Segment Start: Data to use

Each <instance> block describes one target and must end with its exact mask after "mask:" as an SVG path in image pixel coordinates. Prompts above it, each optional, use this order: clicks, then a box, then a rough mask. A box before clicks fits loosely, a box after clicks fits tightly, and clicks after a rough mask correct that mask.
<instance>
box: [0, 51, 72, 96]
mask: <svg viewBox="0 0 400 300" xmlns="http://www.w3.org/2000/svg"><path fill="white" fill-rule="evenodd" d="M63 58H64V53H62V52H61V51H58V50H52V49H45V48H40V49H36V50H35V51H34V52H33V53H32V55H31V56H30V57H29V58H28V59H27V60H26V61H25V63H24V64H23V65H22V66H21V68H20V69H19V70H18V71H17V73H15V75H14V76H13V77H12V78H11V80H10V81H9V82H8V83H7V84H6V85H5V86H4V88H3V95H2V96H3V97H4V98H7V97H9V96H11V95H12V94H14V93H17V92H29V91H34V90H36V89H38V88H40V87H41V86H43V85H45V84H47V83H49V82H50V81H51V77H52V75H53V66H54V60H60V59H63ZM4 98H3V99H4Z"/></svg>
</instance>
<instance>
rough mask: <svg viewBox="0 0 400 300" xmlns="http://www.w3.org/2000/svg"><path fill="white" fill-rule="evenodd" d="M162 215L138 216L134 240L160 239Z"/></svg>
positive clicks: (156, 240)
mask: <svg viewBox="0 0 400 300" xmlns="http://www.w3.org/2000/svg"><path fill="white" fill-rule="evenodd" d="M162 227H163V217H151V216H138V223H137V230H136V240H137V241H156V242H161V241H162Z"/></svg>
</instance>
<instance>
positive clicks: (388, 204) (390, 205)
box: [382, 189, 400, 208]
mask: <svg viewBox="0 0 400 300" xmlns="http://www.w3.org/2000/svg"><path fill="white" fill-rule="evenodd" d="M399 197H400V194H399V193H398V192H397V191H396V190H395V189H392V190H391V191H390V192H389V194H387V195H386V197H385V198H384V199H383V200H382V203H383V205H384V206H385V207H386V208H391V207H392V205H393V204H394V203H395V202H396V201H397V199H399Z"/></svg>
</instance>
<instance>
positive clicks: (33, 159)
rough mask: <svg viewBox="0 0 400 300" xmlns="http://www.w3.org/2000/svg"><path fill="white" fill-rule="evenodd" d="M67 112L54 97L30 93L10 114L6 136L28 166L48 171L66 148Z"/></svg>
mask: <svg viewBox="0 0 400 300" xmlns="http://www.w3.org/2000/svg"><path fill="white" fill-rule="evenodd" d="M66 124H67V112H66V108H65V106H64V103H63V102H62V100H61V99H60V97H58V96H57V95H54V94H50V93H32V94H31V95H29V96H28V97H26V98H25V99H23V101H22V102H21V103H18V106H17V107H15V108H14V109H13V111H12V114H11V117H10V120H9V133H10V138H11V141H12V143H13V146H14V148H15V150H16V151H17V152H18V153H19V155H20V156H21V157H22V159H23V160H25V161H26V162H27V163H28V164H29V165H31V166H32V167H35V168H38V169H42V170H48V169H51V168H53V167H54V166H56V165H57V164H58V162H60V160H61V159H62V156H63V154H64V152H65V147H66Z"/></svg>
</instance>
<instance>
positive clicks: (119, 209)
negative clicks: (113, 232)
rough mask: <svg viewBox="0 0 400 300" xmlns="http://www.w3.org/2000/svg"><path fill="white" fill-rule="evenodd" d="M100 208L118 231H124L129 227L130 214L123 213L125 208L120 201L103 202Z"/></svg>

Segment End: Data to use

[Problem description]: Write out every line of the records above, character for character and in the same order, with nothing added or left out.

[Output for this task]:
Each <instance> block describes one target and must end with its exact mask after "mask:" as an SVG path in image pixel coordinates. Prompts above it, each optional, use this order: clicks, then a box, then a rough mask. A box before clicks fits loosely, a box after clicks fits tightly, and clicks after a rough mask correct that mask.
<instance>
box: [0, 51, 72, 96]
mask: <svg viewBox="0 0 400 300" xmlns="http://www.w3.org/2000/svg"><path fill="white" fill-rule="evenodd" d="M63 58H64V53H62V52H61V51H58V50H52V49H45V48H40V49H36V50H35V51H34V52H33V53H32V55H31V56H30V57H29V58H28V59H27V60H26V61H25V63H24V64H23V65H22V66H21V68H20V69H19V70H18V71H17V73H15V75H14V76H13V77H12V78H11V80H10V81H9V82H8V83H7V84H6V85H5V86H4V88H3V95H2V96H3V97H4V98H7V97H9V96H11V95H12V94H14V93H17V92H29V91H34V90H36V89H38V88H40V87H41V86H43V85H45V84H47V83H49V82H50V81H51V77H52V75H53V66H54V60H60V59H63ZM4 98H3V99H4Z"/></svg>
</instance>
<instance>
rough mask: <svg viewBox="0 0 400 300" xmlns="http://www.w3.org/2000/svg"><path fill="white" fill-rule="evenodd" d="M162 215L138 216L134 240L160 239Z"/></svg>
positive clicks: (156, 240)
mask: <svg viewBox="0 0 400 300" xmlns="http://www.w3.org/2000/svg"><path fill="white" fill-rule="evenodd" d="M162 227H163V217H151V216H138V223H137V230H136V240H137V241H156V242H161V241H162Z"/></svg>
</instance>
<instance>
positive clicks: (388, 204) (390, 205)
box: [382, 189, 400, 208]
mask: <svg viewBox="0 0 400 300" xmlns="http://www.w3.org/2000/svg"><path fill="white" fill-rule="evenodd" d="M399 197H400V194H399V193H398V192H397V191H396V190H395V189H392V190H391V191H390V192H389V194H387V195H386V197H385V198H384V199H383V200H382V203H383V205H384V206H385V207H386V208H391V207H392V205H393V204H394V203H395V202H396V201H397V199H399Z"/></svg>
</instance>
<instance>
positive clicks: (33, 159)
rough mask: <svg viewBox="0 0 400 300" xmlns="http://www.w3.org/2000/svg"><path fill="white" fill-rule="evenodd" d="M67 112L54 97L30 93L10 114L6 136L28 166L48 171L66 148Z"/></svg>
mask: <svg viewBox="0 0 400 300" xmlns="http://www.w3.org/2000/svg"><path fill="white" fill-rule="evenodd" d="M66 124H67V112H66V108H65V106H64V103H63V102H62V100H61V99H60V97H58V96H57V95H54V94H50V93H32V94H31V95H29V96H28V97H26V98H25V99H23V101H22V102H21V103H18V106H17V107H15V108H14V109H13V111H12V114H11V117H10V120H9V133H10V138H11V141H12V143H13V146H14V148H15V150H16V151H17V152H18V153H19V155H20V156H21V157H22V159H23V160H25V161H26V162H27V163H28V164H29V165H31V166H32V167H35V168H38V169H42V170H48V169H51V168H53V167H54V166H56V165H57V164H58V162H60V160H61V159H62V156H63V154H64V152H65V147H66Z"/></svg>
</instance>
<instance>
positive clicks: (119, 209)
negative clicks: (113, 232)
rough mask: <svg viewBox="0 0 400 300" xmlns="http://www.w3.org/2000/svg"><path fill="white" fill-rule="evenodd" d="M100 208L118 231H124L129 227L130 214L123 213L125 208L120 201L103 202Z"/></svg>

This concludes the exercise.